## Work to complete:
Please copy the data from the line containing "round cookie with" through the end of the data, swapping each "cookie" for "biscuit" and leaving everything else the same.

**** Input for this task ****

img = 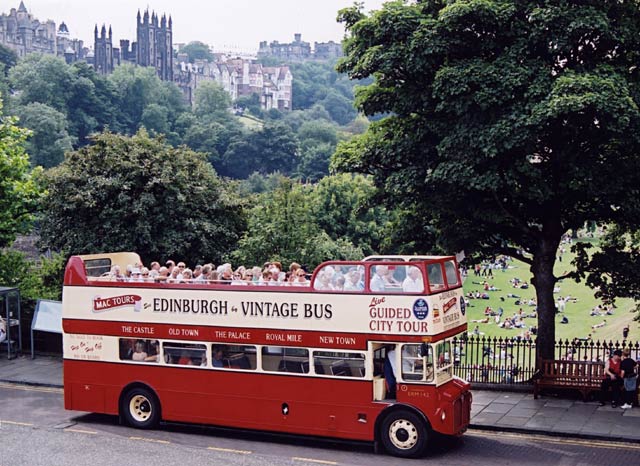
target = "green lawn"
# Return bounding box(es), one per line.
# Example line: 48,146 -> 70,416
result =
464,237 -> 640,341
238,115 -> 264,130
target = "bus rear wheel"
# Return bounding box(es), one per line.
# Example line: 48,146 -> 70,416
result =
121,387 -> 160,429
381,410 -> 429,458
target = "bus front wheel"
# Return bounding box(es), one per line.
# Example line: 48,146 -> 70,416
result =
381,410 -> 429,458
121,387 -> 160,429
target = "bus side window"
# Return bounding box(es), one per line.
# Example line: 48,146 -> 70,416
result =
427,262 -> 444,290
119,338 -> 160,362
162,342 -> 207,366
211,344 -> 257,370
444,261 -> 459,287
262,346 -> 309,374
313,351 -> 365,377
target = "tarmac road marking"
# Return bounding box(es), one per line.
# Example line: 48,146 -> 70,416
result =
0,419 -> 33,427
129,437 -> 171,445
291,456 -> 338,465
207,447 -> 253,455
0,382 -> 63,394
465,429 -> 640,450
64,427 -> 98,435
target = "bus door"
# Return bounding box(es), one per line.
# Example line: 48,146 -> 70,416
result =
369,342 -> 396,401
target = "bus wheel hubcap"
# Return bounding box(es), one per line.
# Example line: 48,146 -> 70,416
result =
389,419 -> 418,450
129,395 -> 151,422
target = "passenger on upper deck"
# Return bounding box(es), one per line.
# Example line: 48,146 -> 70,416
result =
369,265 -> 389,291
109,265 -> 125,281
344,269 -> 364,291
402,266 -> 424,293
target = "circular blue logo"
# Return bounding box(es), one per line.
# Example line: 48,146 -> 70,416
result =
413,299 -> 429,320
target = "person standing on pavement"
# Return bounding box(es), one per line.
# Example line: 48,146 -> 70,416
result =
600,350 -> 622,408
620,348 -> 637,409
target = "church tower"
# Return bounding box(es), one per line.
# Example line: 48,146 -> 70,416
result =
93,24 -> 113,74
134,10 -> 173,81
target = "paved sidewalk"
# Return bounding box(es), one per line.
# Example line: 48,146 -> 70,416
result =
0,356 -> 640,443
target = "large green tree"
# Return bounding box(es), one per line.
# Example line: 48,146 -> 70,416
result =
9,53 -> 123,145
41,131 -> 245,263
335,0 -> 640,358
0,99 -> 41,248
17,102 -> 75,168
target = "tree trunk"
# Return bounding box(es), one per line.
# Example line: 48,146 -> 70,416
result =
531,235 -> 560,359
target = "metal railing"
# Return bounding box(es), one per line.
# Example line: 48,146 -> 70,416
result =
453,335 -> 640,386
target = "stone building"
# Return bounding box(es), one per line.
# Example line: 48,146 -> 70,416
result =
258,33 -> 342,62
174,54 -> 293,111
101,10 -> 173,81
92,24 -> 113,74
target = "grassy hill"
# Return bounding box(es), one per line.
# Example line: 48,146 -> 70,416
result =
464,237 -> 640,341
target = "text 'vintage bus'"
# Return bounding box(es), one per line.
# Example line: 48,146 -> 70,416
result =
63,253 -> 471,457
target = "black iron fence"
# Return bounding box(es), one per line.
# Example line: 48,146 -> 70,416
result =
453,335 -> 640,386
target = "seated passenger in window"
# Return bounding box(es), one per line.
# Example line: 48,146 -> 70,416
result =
178,349 -> 193,366
402,266 -> 424,293
144,340 -> 160,362
344,270 -> 364,291
131,340 -> 148,361
369,265 -> 389,291
211,346 -> 224,367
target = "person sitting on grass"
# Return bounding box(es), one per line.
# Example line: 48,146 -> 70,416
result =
591,319 -> 607,331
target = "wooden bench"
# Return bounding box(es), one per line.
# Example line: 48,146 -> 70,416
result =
533,359 -> 604,401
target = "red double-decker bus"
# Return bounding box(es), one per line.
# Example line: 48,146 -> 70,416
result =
63,253 -> 471,457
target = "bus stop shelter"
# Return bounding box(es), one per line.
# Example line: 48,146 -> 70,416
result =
0,287 -> 22,359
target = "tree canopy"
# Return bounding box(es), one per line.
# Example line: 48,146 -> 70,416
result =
334,0 -> 640,358
41,131 -> 245,263
0,99 -> 41,248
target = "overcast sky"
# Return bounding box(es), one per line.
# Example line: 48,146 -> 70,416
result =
13,0 -> 384,52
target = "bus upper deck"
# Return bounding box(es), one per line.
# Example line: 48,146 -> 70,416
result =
63,254 -> 466,342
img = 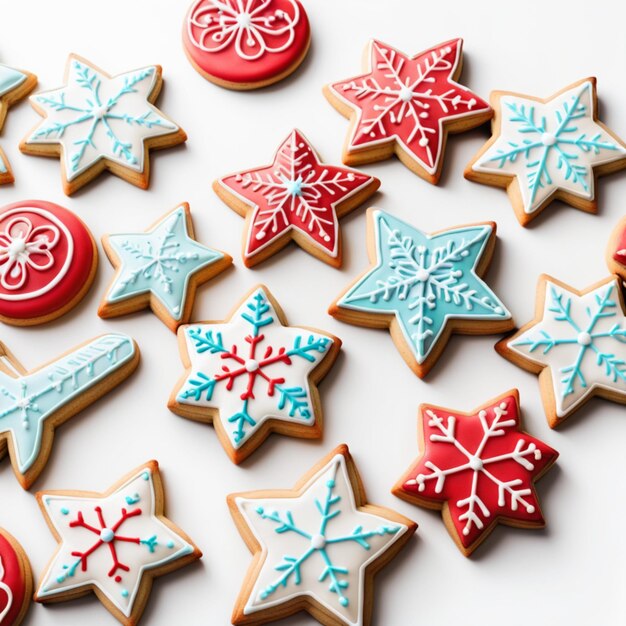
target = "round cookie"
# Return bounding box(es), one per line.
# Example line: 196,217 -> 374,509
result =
183,0 -> 311,90
0,200 -> 98,326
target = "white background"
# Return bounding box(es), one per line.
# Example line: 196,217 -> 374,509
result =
0,0 -> 626,626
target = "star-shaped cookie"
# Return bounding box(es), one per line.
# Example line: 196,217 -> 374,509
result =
35,461 -> 202,626
496,274 -> 626,428
393,389 -> 558,556
228,445 -> 417,626
329,209 -> 513,378
465,78 -> 626,226
98,202 -> 232,332
324,39 -> 492,184
213,130 -> 380,267
0,63 -> 37,185
168,285 -> 341,463
20,54 -> 187,195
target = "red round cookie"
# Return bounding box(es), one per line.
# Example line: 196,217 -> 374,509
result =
183,0 -> 311,89
0,530 -> 33,626
0,200 -> 98,325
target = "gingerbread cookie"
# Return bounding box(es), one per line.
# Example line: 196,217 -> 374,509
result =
465,78 -> 626,226
168,285 -> 341,463
329,209 -> 513,378
183,0 -> 311,90
20,54 -> 187,195
324,39 -> 492,184
98,202 -> 232,332
496,274 -> 626,428
213,130 -> 380,267
0,64 -> 37,183
35,461 -> 202,626
0,200 -> 98,326
606,217 -> 626,281
0,529 -> 33,626
393,389 -> 558,556
0,334 -> 139,489
228,445 -> 417,626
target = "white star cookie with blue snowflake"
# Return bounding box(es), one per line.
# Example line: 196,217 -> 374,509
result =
168,285 -> 341,463
465,78 -> 626,226
20,54 -> 187,195
0,63 -> 37,185
496,275 -> 626,428
35,461 -> 202,626
329,209 -> 513,378
228,445 -> 417,626
98,202 -> 232,332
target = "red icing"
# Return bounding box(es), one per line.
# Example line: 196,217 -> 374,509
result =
402,396 -> 558,547
332,39 -> 489,172
0,532 -> 26,626
183,0 -> 310,84
220,130 -> 373,257
0,200 -> 97,319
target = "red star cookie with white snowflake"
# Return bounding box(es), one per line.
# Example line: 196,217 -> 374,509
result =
392,389 -> 558,556
35,461 -> 202,626
213,130 -> 380,267
324,39 -> 493,184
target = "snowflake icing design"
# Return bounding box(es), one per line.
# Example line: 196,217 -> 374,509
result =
507,280 -> 626,418
188,0 -> 300,61
402,396 -> 557,548
26,56 -> 180,181
219,130 -> 375,257
337,211 -> 511,364
236,455 -> 407,624
176,288 -> 333,448
331,39 -> 490,174
106,206 -> 224,320
37,467 -> 194,616
472,81 -> 626,214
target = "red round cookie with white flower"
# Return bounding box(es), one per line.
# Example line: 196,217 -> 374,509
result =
183,0 -> 311,90
0,200 -> 98,326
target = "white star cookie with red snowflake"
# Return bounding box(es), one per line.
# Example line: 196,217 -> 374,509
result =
168,285 -> 341,463
35,461 -> 202,626
324,39 -> 492,184
213,130 -> 380,267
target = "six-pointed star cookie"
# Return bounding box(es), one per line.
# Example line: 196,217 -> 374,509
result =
213,130 -> 380,267
98,202 -> 232,331
228,445 -> 417,626
20,54 -> 187,195
329,209 -> 513,378
0,333 -> 139,489
393,389 -> 558,556
465,78 -> 626,226
0,64 -> 37,185
169,285 -> 341,463
35,461 -> 202,626
324,39 -> 492,184
496,275 -> 626,428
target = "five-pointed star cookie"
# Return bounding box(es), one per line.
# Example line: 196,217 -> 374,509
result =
393,389 -> 558,556
169,285 -> 341,463
213,130 -> 380,267
329,209 -> 513,378
324,39 -> 492,184
0,333 -> 139,489
496,274 -> 626,428
35,461 -> 202,626
0,64 -> 37,185
20,54 -> 187,195
228,445 -> 417,626
98,202 -> 232,331
465,78 -> 626,226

****

## Answer to this problem:
target = "red round biscuit with white flower"
# Return bounding box(es), one per line.
# Example line: 196,217 -> 374,509
result =
183,0 -> 311,90
0,200 -> 98,326
target = "white star biscuit with red snowflake"
# Return bounding box(es), one per line.
# Example line: 196,217 -> 374,509
result =
168,285 -> 341,463
35,461 -> 202,626
324,39 -> 492,184
213,130 -> 380,267
target = "six-pointed star biscuit"
# Return bounding box(es), one per line.
# Example line: 196,217 -> 374,509
result =
213,130 -> 380,267
98,202 -> 232,331
228,445 -> 417,626
20,54 -> 187,195
329,209 -> 513,378
0,333 -> 139,489
393,389 -> 558,556
465,78 -> 626,226
0,64 -> 37,185
169,285 -> 341,463
35,461 -> 202,626
324,39 -> 492,184
496,275 -> 626,428
target = "five-pointed star biscuit"
# Return bounding box(es), one per line.
# Example line: 196,217 -> 374,509
result =
393,389 -> 558,556
169,285 -> 341,463
213,130 -> 380,267
329,209 -> 513,378
324,39 -> 492,184
0,333 -> 139,489
496,274 -> 626,428
35,461 -> 202,626
0,64 -> 37,185
20,54 -> 187,195
228,445 -> 417,626
98,202 -> 232,331
465,78 -> 626,226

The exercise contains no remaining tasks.